During a period of just under two years, from January 2012 to December 2013, DCI-Palestine collected 40 affidavits from child detainees that detailed solitary confinement.

Children held in solitary confinement spent an average of 10 days in isolation. The longest period of confinement documented in a single case was 29 days in 2012, and 28 days in 2013.

In 2012, United Nations Special Rapporteur on the situation of human rights in the occupied Palestinian territories, Richard Falk, condemned Israel’s use of solitary confinement against Palestinian children, saying it “flagrantly violates international human rights standards.”

“This pattern of abuse by Israel is grave. It is inhumane, cruel, degrading, and unlawful, and, most worryingly, it is likely to adversely affect the mental and physical health of underage detainees,” Falk said.

Palestinian child detainees are held in solitary confinement and interrogated by the Israel Security Agency (ISA) at interrogation and detention centers located inside Israel, including Petah Tikva detention center, Kishon detention center, and Shikma prison in Ashkelon.
=======
*EXERCISES*
a – From the passage on solitary confinement of Palestinian child detainees, extract the stretch from "Children held in" through "days in 2013.".
b – Name every interrogation or detention facility that the passage on solitary confinement of Palestinian child detainees identifies.
c – Write what comes next in the passage on solitary confinement of Palestinian child detainees, starting after its final sentence.
The listing comes from a separate source and has no connection to the passage on solitary confinement of Palestinian child detainees.

*DATA EXCERPT*
=======
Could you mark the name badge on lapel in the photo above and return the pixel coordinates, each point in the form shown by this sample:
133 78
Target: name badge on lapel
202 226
=======
*FINAL ANSWERS*
a –
Children held in solitary confinement spent an average of 10 days in isolation. The longest period of confinement documented in a single case was 29 days in 2012, and 28 days in 2013.

b –
Petah Tikva detention center
Kishon detention center
Shikma prison in Ashkelon

c –
The transfer of Palestinian child detainees from the Occupied Palestinian territories to prisons inside Israel violates Article 76 of the Fourth Geneva Convention, which prohibits the transfer of detainees out of the occupied territory.

DCI-Palestine calls on Israeli military court judges to exclude all evidence obtained by force or coercion, and demands that the practice of using solitary confinement on children in Israeli detention facilities be recognized as a form of torture and stopped immediately.

The report demands that the prohibition of solitary confinement against juveniles be enshrined in law and recommends that Israeli authorities implement effective measures to ensure that perpetrators of children’s rights violations are held to account.